- **ФРАГМЕНТ ТЕКСТА**
Вообще говоря, эта проза отлично выстроена, она динамична и энергична, а герой ее совершает экзистенциальный трип и прорыв. Может быть, это не самый положительный герой, но уж точно не картонный.

 

 

Марина Егорова,

доктор психологических наук, зав. кафедрой психогенетики факультета психологии МГУ

Принадлежность к отечественной интеллигенции всегда определялась не столько образованием или родом деятельности, сколько особой системой ценностей, главной из которых было обостренное ощущение несправедливости жизни — неравенства, жестокости государства, несовершенства всей социальной системы. Неудивительно, что каждый, кто отказывался жить по законам неправедно устроенного мира, всегда вызывал сочувственное одобрение. Да и как может быть иначе, если с одной стороны сытость, пошлость и разврат обыденной жизни, а с другой — неприятие лжи, независимость, стремление к свободе, чистота помыслов и даже служение идеалу?

(Строки набора данных)
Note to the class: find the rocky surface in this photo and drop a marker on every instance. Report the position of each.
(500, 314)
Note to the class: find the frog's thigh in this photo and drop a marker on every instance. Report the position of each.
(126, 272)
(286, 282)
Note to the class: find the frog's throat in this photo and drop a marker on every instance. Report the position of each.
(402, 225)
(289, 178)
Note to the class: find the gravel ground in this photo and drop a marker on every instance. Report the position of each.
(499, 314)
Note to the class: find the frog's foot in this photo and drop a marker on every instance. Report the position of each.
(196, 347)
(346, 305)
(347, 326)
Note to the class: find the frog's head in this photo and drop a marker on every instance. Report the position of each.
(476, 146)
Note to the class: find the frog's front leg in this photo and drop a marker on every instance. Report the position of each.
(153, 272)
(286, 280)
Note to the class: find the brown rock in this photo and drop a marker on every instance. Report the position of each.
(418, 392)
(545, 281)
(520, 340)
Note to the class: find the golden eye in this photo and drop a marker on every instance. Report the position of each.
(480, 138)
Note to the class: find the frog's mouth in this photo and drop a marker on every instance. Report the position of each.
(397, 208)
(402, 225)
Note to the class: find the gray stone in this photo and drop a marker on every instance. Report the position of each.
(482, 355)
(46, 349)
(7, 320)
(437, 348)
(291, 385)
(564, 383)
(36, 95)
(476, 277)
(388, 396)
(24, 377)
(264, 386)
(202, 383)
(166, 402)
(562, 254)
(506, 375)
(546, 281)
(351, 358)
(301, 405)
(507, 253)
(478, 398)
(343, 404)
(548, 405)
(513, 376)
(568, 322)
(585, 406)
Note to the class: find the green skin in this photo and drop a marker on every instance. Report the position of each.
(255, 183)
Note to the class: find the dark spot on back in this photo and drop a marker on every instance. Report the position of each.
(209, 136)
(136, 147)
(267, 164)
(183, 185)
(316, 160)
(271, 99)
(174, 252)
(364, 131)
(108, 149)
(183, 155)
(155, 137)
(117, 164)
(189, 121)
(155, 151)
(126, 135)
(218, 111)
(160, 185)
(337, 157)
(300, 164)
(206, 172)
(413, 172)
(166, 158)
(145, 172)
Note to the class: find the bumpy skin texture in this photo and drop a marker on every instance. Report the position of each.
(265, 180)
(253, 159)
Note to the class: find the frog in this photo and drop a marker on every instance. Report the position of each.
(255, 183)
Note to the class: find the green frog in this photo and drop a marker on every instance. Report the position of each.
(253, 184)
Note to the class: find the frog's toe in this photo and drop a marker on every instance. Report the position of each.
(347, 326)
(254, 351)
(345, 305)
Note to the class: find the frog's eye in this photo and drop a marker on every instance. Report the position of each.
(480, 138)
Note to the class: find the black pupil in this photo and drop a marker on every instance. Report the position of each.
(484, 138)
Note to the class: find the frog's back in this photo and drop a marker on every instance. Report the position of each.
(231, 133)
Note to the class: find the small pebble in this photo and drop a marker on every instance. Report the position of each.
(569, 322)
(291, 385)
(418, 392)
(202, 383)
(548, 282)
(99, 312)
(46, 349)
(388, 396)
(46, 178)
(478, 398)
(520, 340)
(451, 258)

* * *

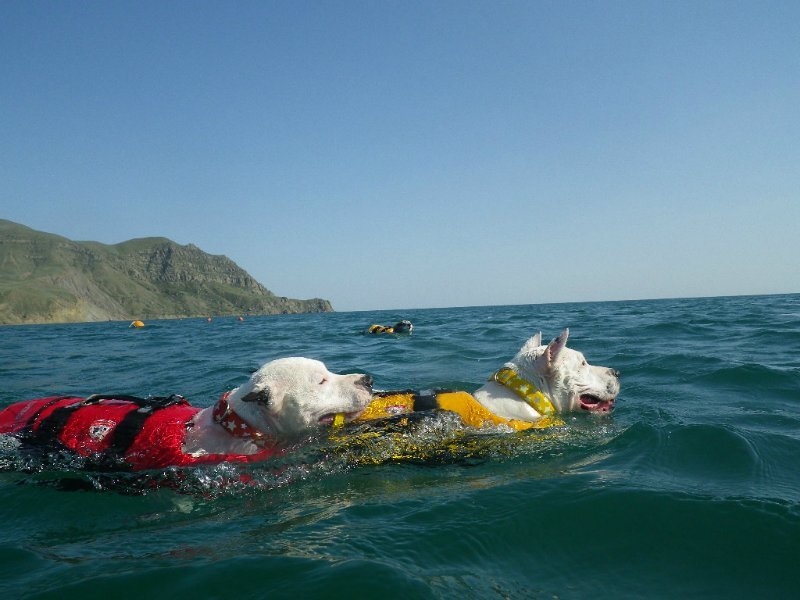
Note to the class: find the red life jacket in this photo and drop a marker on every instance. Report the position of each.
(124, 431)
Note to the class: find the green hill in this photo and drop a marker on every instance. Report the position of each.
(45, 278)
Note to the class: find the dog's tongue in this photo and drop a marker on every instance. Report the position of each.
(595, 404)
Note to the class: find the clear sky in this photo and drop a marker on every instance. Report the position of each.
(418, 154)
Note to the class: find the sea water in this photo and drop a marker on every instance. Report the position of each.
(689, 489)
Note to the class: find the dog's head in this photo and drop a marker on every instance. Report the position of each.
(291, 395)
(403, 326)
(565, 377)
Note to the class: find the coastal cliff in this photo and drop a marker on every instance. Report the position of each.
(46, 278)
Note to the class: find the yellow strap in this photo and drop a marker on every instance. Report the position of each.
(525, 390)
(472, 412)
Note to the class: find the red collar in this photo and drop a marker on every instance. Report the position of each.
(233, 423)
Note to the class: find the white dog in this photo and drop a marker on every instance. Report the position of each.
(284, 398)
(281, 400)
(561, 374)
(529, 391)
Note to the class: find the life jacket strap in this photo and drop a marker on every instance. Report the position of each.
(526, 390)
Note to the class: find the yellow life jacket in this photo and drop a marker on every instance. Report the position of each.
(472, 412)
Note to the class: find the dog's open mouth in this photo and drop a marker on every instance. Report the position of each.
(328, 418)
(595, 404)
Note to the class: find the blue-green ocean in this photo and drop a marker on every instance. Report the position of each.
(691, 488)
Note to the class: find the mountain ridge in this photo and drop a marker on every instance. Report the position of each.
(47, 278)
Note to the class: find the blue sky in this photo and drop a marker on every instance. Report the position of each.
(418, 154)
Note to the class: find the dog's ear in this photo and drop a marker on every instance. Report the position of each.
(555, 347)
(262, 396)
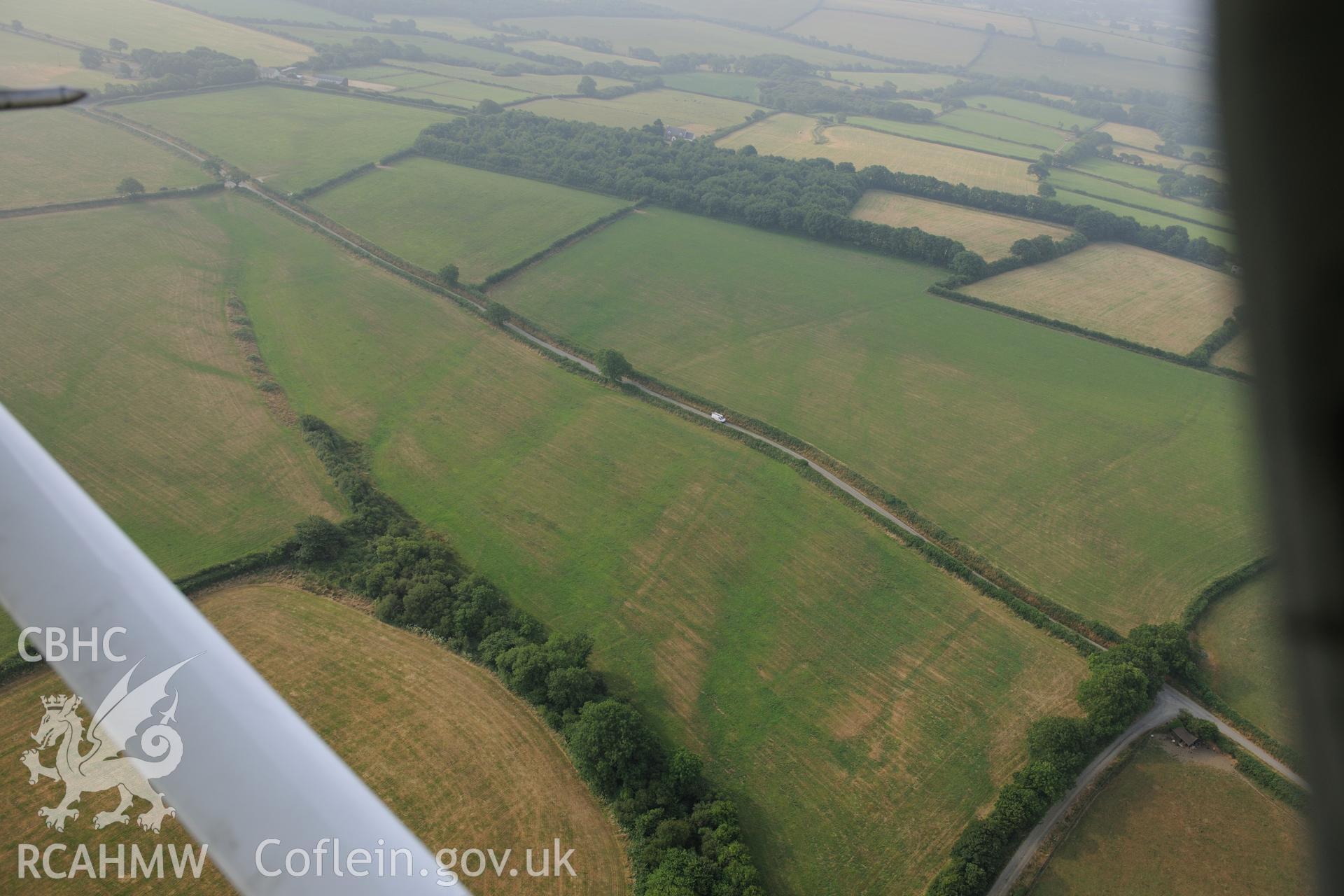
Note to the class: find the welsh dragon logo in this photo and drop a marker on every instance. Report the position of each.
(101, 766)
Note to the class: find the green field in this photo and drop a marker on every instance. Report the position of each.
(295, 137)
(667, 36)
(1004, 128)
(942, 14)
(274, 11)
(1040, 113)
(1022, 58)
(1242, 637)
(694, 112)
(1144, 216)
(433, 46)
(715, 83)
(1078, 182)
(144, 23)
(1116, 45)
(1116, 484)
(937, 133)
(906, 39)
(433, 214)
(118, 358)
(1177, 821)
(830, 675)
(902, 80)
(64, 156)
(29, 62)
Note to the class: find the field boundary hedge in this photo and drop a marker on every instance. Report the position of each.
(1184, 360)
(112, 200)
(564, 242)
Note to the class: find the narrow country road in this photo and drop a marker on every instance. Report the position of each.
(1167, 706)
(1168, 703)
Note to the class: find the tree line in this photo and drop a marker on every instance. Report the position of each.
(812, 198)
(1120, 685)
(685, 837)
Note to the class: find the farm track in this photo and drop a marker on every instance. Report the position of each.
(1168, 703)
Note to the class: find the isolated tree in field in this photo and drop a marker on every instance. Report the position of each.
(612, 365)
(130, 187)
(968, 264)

- **ЦЕЛЬ ЗАДАНИЯ 1**
Дословно воспроизведите часть фрагмента текста, начиная со слов «Вообще говоря, эта» и заканчивая словами «точно не картонный.» включительно.
- **ЦЕЛЬ ЗАДАНИЯ 2**
Ответьте на вопросы по фрагменту текста:
(a) Какие должности и звания указаны у Марины Егоровой?
(b) Какую ценность фрагмент называет главной в системе ценностей отечественной интеллигенции?
(c) Какими качествами обладает проза, о которой говорится в первом абзаце?
- **ЦЕЛЬ ЗАДАНИЯ 3**
Продолжите фрагмент текста о ценностях отечественной интеллигенции с того места, где он обрывается.
Записи являются самостоятельным материалом, не связанным с фрагментом текста.

- **РЕЗУЛЬТАТ ВЫПОЛНЕНИЯ 1**
Вообще говоря, эта проза отлично выстроена, она динамична и энергична, а герой ее совершает экзистенциальный трип и прорыв. Может быть, это не самый положительный герой, но уж точно не картонный.

- **РЕЗУЛЬТАТ ВЫПОЛНЕНИЯ 2**
(a) Доктор психологических наук, зав. кафедрой психогенетики факультета психологии МГУ.
(b) Обостренное ощущение несправедливости жизни: неравенства, жестокости государства, несовершенства всей социальной системы.
(c) Она отлично выстроена, динамична и энергична.

- **РЕЗУЛЬТАТ ВЫПОЛНЕНИЯ 3**
Обаятельные лишние люди, одаренные крестьяне-бунтари, бескорыстные террористы-народовольцы, самоотверженные революционеры — кем только не восхищались и кого только не героизировали. А вот ребятам из так называемых “молодежных субкультур” долго не везло. Нельзя сказать, что их совсем не замечали, — гуманитарии их описывали, КГБ учитывало, милиция гоняла, — но с признанием как-то не получалось. К безобидным и тихим относились как к городским сумасшедшим, к агрессивным — с брезгливым опасением. Во-первых, интеллигенты терпеть не могут, когда их бьют и тем более убивают. Во-вторых, сильное отвращение вызывал способ оправдания деяний, например, скинхедов: “Нехорошо, конечно, что мальчики убили таджика, но ведь вон их сколько понаехало, и мальчики с этим по-своему борются”. Интеллигенту с такой позицией идентифицироваться трудно.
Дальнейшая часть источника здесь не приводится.